**What is expected**
Without any images, output the records below verbatim.

--- --- ---

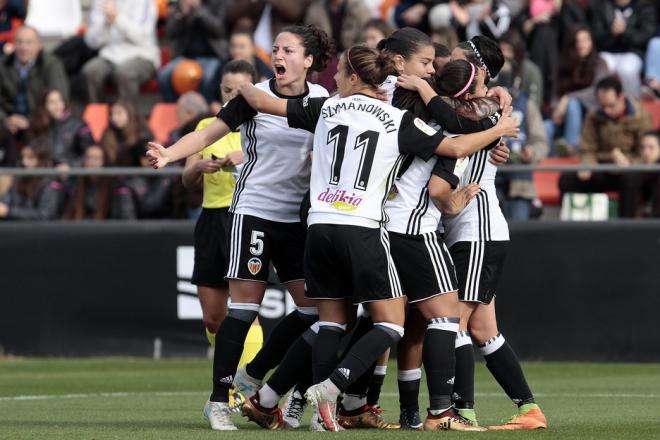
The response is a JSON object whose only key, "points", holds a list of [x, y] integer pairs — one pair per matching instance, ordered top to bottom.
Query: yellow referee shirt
{"points": [[219, 186]]}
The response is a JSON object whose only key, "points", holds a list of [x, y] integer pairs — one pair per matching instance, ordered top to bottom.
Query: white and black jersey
{"points": [[359, 144], [275, 174], [482, 220]]}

--- --- ---

**Exercise answer**
The response is a JSON object whose only key, "points", holds a list of [x, y] integer pairs — one pair per matching instance, ordered top to bottom.
Query: yellow referee shirt
{"points": [[219, 186]]}
The response is a JSON object whose only key, "points", holds a list of [x, y] integer pairs — one pair per matching instance, ordered top to bottom.
Query: white and black jersey
{"points": [[359, 144], [275, 174], [482, 220]]}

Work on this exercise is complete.